Could you convert the stretch of the material below, from the line that contains "If you would be willing to tag the mushroom cap" through the end of the material, into a Markdown table with the columns Row and Line, leaving out blank lines?
* Start RECORDS FOR PROCESSING *
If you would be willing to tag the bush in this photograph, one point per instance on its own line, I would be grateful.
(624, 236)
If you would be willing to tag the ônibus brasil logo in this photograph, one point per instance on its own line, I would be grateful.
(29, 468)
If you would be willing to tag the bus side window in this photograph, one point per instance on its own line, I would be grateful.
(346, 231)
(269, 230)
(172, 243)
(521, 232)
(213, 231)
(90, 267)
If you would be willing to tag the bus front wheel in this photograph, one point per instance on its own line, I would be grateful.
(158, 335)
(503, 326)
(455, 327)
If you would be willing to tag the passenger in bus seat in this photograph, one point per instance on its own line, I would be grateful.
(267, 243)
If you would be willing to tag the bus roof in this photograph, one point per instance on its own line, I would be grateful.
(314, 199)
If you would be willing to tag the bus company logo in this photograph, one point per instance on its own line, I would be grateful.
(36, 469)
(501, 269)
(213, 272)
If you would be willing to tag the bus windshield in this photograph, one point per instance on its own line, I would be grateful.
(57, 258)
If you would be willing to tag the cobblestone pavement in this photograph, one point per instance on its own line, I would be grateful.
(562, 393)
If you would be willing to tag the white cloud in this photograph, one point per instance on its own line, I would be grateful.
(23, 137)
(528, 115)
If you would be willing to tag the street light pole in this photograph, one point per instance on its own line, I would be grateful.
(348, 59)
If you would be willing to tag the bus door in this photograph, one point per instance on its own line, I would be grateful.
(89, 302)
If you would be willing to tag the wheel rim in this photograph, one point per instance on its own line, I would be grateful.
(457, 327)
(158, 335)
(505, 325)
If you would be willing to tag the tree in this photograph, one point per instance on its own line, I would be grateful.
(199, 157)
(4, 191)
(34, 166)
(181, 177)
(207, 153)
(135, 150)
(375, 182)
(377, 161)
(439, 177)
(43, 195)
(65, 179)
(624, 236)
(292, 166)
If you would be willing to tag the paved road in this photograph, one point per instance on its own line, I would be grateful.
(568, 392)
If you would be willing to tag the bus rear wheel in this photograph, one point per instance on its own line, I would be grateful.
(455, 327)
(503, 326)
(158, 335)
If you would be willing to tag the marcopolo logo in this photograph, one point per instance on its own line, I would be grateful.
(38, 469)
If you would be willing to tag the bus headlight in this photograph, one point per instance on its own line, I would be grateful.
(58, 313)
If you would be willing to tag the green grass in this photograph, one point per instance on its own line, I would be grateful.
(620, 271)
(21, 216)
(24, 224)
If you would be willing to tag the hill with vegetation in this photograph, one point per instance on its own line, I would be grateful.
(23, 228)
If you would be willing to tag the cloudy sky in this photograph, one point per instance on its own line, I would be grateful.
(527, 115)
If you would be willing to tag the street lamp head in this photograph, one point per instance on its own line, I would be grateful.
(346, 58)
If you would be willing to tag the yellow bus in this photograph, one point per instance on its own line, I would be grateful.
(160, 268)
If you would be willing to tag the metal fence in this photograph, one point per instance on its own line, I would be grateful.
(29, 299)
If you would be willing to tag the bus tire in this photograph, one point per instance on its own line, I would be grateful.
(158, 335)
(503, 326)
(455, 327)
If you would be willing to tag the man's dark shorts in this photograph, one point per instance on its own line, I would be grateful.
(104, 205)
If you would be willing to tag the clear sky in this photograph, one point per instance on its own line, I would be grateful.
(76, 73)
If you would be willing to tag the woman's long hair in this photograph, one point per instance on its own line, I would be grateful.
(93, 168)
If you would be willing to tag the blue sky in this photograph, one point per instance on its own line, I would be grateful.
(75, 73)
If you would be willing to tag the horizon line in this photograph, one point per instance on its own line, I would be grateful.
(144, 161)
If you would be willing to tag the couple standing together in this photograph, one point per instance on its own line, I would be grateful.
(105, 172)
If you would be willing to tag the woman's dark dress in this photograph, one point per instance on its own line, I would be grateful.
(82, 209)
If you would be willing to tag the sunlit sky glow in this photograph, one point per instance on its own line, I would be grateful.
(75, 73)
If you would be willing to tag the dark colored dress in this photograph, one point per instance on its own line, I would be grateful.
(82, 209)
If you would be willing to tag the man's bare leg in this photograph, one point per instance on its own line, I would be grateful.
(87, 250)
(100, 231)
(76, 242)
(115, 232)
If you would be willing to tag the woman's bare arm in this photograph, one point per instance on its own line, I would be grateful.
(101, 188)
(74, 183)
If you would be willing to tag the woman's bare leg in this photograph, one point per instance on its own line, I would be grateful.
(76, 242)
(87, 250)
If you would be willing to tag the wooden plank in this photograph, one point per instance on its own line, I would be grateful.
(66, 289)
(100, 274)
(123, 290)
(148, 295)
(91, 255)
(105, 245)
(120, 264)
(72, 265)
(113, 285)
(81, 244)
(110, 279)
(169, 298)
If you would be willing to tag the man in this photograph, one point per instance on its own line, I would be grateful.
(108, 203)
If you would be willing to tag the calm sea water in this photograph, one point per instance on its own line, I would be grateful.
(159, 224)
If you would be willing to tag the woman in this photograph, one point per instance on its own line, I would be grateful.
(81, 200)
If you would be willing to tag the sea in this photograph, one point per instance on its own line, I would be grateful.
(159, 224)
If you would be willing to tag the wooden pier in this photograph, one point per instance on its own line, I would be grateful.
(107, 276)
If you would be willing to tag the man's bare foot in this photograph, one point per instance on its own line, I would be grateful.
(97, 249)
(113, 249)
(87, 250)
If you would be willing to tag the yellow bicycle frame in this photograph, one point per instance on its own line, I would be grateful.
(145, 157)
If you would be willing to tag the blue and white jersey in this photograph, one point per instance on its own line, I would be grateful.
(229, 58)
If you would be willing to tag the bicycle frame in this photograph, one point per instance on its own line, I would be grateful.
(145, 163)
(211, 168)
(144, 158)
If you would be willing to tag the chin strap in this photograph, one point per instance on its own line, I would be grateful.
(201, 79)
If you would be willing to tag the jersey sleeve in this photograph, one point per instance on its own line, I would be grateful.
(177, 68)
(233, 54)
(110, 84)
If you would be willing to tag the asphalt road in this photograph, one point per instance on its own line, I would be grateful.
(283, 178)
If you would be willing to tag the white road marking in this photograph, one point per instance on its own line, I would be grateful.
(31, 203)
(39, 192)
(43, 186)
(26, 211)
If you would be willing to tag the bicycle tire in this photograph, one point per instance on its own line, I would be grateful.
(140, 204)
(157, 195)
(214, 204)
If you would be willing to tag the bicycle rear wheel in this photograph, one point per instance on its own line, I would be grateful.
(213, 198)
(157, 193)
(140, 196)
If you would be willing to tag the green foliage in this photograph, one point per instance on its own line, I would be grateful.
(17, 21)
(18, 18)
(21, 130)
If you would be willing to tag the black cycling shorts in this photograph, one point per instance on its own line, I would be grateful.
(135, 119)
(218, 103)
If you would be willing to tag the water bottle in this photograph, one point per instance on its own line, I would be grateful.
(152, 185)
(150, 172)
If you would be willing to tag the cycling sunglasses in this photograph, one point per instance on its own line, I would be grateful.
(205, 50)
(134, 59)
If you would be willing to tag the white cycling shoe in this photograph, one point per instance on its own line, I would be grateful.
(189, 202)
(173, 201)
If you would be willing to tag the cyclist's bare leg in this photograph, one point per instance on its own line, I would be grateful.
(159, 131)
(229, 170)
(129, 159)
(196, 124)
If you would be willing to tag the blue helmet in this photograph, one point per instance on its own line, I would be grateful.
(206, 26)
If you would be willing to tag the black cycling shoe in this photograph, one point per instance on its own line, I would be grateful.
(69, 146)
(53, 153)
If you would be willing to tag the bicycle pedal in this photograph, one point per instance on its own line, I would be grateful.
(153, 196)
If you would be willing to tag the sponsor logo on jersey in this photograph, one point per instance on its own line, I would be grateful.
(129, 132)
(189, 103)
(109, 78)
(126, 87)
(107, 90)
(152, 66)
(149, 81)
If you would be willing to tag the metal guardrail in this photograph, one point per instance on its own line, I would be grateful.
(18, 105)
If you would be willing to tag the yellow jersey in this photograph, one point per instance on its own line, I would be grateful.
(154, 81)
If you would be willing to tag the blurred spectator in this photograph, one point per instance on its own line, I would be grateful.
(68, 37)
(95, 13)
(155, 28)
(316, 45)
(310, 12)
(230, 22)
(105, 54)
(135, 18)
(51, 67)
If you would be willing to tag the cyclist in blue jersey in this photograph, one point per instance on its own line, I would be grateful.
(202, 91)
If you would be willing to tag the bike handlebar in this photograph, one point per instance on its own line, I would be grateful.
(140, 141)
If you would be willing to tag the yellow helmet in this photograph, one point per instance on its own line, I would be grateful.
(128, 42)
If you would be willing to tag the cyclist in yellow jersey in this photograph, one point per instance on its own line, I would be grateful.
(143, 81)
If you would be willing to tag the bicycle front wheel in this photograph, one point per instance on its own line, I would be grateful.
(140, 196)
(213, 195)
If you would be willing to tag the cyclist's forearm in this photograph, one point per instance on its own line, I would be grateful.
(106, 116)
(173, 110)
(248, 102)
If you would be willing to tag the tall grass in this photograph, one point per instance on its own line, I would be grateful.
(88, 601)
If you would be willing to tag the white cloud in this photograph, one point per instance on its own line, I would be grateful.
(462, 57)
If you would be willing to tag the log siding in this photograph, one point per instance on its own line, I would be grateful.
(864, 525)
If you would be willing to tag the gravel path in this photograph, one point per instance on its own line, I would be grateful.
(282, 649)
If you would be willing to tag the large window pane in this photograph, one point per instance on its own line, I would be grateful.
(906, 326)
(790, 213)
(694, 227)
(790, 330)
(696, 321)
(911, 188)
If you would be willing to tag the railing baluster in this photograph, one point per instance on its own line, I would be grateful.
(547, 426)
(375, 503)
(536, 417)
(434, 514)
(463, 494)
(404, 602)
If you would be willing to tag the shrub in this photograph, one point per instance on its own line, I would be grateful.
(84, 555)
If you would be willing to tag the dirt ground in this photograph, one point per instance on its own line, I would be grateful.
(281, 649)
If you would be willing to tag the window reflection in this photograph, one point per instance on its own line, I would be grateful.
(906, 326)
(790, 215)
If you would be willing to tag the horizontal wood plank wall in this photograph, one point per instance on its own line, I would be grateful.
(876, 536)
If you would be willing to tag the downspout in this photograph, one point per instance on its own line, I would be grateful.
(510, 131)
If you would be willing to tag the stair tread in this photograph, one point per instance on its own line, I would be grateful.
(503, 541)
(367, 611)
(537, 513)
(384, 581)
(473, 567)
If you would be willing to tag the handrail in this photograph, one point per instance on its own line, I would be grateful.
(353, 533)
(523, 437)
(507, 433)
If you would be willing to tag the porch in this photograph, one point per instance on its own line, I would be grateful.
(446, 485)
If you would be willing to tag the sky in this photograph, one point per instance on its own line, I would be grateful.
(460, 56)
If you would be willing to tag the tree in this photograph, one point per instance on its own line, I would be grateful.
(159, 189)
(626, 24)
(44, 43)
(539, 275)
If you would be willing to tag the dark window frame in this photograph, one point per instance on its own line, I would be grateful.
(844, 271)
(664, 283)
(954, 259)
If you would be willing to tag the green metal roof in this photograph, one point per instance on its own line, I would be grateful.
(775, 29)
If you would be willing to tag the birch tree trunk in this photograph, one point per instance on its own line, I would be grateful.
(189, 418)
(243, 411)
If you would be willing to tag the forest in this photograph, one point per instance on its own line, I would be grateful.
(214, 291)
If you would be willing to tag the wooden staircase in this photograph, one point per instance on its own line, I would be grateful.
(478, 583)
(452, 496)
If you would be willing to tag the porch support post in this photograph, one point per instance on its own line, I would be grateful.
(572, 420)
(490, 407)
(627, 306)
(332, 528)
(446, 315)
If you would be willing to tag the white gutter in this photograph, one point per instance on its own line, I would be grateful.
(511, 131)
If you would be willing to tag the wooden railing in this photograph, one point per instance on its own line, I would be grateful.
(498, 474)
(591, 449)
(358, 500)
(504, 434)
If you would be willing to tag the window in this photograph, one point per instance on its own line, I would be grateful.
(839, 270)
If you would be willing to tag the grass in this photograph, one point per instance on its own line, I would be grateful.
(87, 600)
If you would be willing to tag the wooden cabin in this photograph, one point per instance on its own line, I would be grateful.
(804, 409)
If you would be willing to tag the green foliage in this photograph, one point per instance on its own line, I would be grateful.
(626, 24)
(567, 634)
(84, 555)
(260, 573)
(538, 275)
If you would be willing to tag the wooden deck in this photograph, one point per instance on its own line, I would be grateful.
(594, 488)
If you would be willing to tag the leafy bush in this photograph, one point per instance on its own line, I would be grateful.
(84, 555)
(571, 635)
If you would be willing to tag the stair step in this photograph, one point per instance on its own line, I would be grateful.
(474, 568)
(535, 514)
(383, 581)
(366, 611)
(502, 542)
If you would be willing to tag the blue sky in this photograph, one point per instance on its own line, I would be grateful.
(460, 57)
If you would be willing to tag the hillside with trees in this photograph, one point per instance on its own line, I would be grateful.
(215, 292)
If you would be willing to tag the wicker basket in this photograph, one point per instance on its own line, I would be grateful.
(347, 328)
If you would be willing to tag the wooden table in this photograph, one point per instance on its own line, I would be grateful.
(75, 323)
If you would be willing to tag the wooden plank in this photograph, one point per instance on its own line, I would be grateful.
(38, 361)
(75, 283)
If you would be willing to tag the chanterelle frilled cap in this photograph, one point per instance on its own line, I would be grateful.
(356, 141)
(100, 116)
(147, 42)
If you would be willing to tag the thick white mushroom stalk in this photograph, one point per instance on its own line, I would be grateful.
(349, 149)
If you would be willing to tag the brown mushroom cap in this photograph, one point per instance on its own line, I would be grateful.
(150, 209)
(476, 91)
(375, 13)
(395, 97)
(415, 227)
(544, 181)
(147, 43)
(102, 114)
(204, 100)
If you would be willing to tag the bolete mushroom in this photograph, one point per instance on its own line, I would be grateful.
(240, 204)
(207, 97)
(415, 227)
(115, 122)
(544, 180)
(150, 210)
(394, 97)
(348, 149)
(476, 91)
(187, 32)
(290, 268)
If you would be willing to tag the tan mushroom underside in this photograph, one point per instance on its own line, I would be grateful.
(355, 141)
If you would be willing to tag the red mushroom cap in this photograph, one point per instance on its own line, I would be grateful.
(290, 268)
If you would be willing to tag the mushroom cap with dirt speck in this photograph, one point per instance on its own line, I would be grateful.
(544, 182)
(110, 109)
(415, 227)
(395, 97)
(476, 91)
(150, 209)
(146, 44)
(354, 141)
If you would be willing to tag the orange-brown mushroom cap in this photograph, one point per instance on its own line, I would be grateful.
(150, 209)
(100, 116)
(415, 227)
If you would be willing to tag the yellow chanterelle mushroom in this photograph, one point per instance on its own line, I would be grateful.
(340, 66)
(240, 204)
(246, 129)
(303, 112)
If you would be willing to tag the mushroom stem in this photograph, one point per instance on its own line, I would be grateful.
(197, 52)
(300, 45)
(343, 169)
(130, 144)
* End RECORDS FOR PROCESSING *
## THE SOLUTION
| Row | Line |
|---|---|
| 1 | If you would be willing to tag the mushroom cap with dirt speck in this photograph, one point per instance on its own line, I would be grateful. |
| 2 | (544, 182) |
| 3 | (110, 109) |
| 4 | (415, 227) |
| 5 | (395, 97) |
| 6 | (476, 91) |
| 7 | (150, 209) |
| 8 | (146, 44) |
| 9 | (354, 141) |
| 10 | If you would be willing to tag the orange-brown mushroom cap in this photograph, one point per instance on its own line, I would be grateful. |
| 11 | (150, 209) |
| 12 | (100, 116) |
| 13 | (415, 227) |
| 14 | If you would be willing to tag the yellow chanterelle mushroom in this photograph, one point per instance on its own line, I would be grateful. |
| 15 | (340, 66) |
| 16 | (240, 204) |
| 17 | (246, 129) |
| 18 | (303, 112) |
| 19 | If you would be willing to tag the mushroom stem in this photograph, one point per instance on its own line, I would be grateful. |
| 20 | (197, 52) |
| 21 | (300, 45) |
| 22 | (343, 169) |
| 23 | (130, 144) |